───── Input material
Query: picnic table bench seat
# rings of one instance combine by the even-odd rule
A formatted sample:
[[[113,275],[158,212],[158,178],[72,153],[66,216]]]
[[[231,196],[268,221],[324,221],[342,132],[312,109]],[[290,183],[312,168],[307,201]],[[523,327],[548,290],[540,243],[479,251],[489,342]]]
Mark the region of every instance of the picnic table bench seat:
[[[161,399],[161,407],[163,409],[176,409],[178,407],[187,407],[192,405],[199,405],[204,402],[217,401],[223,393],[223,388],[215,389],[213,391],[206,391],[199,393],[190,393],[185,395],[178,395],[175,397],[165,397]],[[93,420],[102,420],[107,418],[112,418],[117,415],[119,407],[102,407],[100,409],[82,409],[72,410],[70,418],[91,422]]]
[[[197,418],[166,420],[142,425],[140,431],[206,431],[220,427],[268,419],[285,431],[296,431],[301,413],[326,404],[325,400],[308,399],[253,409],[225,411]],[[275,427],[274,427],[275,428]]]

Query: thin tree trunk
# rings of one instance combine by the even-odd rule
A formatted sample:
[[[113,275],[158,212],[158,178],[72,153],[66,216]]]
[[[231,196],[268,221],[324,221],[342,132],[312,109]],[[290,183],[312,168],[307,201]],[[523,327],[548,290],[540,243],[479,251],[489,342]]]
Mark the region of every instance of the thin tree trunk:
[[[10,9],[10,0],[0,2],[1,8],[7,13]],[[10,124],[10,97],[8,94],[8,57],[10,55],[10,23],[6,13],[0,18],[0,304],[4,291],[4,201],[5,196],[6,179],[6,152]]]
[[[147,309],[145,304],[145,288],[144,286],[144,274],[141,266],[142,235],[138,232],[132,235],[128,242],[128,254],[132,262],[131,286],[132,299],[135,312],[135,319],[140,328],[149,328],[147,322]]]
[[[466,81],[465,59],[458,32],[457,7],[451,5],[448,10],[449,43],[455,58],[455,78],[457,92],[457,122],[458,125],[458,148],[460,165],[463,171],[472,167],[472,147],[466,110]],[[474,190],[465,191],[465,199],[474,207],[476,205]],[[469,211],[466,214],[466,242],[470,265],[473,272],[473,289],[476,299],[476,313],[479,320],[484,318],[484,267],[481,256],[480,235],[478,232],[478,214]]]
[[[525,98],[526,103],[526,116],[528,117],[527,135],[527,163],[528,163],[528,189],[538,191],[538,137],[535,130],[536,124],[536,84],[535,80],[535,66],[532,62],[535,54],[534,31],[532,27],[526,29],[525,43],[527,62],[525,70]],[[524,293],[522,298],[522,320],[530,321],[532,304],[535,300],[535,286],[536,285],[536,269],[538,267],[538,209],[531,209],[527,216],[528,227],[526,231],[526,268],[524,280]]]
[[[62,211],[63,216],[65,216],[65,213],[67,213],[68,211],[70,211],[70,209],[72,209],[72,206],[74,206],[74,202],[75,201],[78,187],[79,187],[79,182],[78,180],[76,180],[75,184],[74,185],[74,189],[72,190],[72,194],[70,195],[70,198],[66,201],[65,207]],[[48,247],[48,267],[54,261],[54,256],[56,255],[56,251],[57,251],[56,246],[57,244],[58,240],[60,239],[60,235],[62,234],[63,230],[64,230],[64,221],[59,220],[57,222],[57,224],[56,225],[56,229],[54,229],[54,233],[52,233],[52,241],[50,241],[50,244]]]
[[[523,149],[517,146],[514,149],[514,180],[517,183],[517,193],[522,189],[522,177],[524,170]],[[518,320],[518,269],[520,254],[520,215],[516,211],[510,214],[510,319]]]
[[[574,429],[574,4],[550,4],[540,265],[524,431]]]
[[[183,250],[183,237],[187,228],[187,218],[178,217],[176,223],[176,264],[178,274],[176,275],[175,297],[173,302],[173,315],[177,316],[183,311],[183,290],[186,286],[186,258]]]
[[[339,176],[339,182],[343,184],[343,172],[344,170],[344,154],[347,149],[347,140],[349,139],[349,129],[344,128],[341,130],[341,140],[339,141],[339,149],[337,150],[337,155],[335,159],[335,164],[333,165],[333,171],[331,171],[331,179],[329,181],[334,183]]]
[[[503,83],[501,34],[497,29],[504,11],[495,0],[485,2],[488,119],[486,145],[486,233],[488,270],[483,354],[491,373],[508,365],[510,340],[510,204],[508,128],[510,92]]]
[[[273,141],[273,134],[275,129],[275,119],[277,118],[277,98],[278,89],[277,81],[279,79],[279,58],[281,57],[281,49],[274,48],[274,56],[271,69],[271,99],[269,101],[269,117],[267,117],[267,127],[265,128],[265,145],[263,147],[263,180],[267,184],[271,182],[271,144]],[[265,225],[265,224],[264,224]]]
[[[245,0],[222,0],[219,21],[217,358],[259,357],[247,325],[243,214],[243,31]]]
──────────
**Short task:**
Reproduce every entry above verbatim, leaving each line unaltered and in its original order.

**The solution:**
Query: picnic table bench seat
# rings of one instance combine by the even-odd rule
A formatted sample:
[[[113,275],[158,212],[158,178],[72,153],[66,216]]]
[[[231,196],[268,221],[324,221],[342,132],[312,109]],[[290,183],[312,168],[307,201]],[[523,327],[548,290],[540,243],[479,251],[489,342]]]
Mark the region of every instance of the picnic table bench seat:
[[[161,399],[161,407],[163,409],[176,409],[178,407],[187,407],[192,405],[199,405],[204,402],[217,401],[223,393],[223,388],[215,389],[213,391],[206,391],[199,393],[190,393],[185,395],[178,395],[175,397],[165,397]],[[93,420],[102,420],[107,418],[112,418],[117,415],[119,407],[102,407],[100,409],[82,409],[72,410],[70,418],[91,422]]]
[[[197,418],[166,420],[142,425],[140,431],[206,431],[220,427],[268,419],[285,431],[296,431],[301,413],[326,404],[325,400],[308,399],[253,409],[225,411]],[[275,427],[274,427],[275,428]]]

Query: thin tree trunk
# rings of one instance combine by the even-odd rule
A formatted sample:
[[[113,275],[158,212],[158,178],[72,153],[66,216]]]
[[[231,196],[268,221],[324,221],[342,132],[312,109]],[[290,183],[312,168],[307,201]],[[523,327],[548,290],[540,243],[479,251],[489,342]]]
Mark the region of every instance of the thin tree trunk:
[[[10,9],[10,0],[0,2],[1,8],[7,13]],[[10,124],[10,97],[8,94],[8,57],[10,55],[10,23],[6,13],[0,18],[0,304],[4,291],[4,201],[5,196],[6,179],[6,152]]]
[[[147,309],[145,304],[145,288],[144,286],[144,274],[141,266],[142,235],[138,232],[132,235],[128,242],[128,254],[132,262],[131,286],[132,299],[135,312],[135,319],[140,328],[149,328],[147,322]]]
[[[466,81],[465,59],[458,32],[457,7],[451,5],[448,10],[449,43],[455,58],[455,78],[457,92],[457,122],[458,125],[458,148],[460,165],[463,171],[472,167],[472,147],[466,110]],[[474,190],[465,191],[465,199],[474,207],[476,205]],[[469,211],[466,214],[466,242],[470,265],[473,272],[473,289],[476,299],[476,313],[479,320],[484,318],[484,267],[481,256],[480,235],[478,232],[478,214]]]
[[[525,98],[526,103],[526,116],[528,117],[527,135],[527,163],[528,163],[528,189],[538,191],[538,137],[535,130],[536,124],[536,84],[535,80],[535,66],[532,62],[535,54],[534,31],[532,27],[526,29],[525,43],[527,62],[525,70]],[[524,293],[522,298],[522,320],[530,321],[532,304],[535,300],[535,286],[536,285],[536,269],[538,267],[538,209],[531,209],[527,216],[528,227],[526,231],[526,268],[524,280]]]
[[[62,211],[63,216],[65,216],[65,213],[67,213],[68,211],[70,211],[70,209],[72,209],[72,206],[74,206],[74,202],[75,201],[78,187],[79,187],[79,182],[78,180],[76,180],[75,184],[74,185],[74,189],[72,190],[72,194],[70,195],[70,198],[66,201],[65,207]],[[48,247],[48,267],[54,261],[54,256],[56,255],[56,251],[57,251],[56,246],[57,244],[58,240],[60,239],[60,235],[62,234],[63,230],[64,230],[64,221],[59,220],[57,222],[57,224],[56,225],[56,229],[54,229],[54,233],[52,233],[52,241],[50,241],[50,244]]]
[[[523,149],[517,146],[514,149],[514,180],[517,183],[517,193],[522,189],[522,177],[524,170]],[[518,320],[518,269],[520,254],[520,215],[516,211],[510,214],[510,319]]]
[[[574,429],[574,4],[550,4],[540,265],[524,431]]]
[[[183,250],[183,237],[187,228],[187,218],[178,217],[176,223],[176,264],[178,274],[176,275],[175,297],[173,302],[173,315],[177,316],[183,311],[183,290],[186,286],[186,258]]]
[[[339,176],[339,182],[343,184],[343,172],[344,170],[344,154],[347,149],[347,140],[349,139],[349,129],[344,128],[341,130],[341,140],[339,141],[339,149],[337,150],[337,155],[335,159],[335,164],[333,165],[333,171],[331,171],[331,179],[329,181],[334,183]]]
[[[503,83],[501,34],[497,29],[504,11],[495,0],[485,2],[488,119],[486,145],[486,233],[488,270],[483,354],[491,373],[508,365],[510,340],[510,204],[508,128],[510,92]]]
[[[273,141],[273,134],[275,129],[275,119],[277,118],[277,98],[278,89],[277,81],[279,79],[279,58],[281,57],[281,49],[274,48],[274,56],[271,69],[271,99],[269,101],[269,117],[267,117],[267,127],[265,128],[265,145],[263,147],[263,180],[267,184],[271,182],[271,144]],[[265,225],[265,224],[264,224]]]
[[[245,0],[222,0],[219,21],[217,358],[259,357],[247,325],[243,214],[243,31]]]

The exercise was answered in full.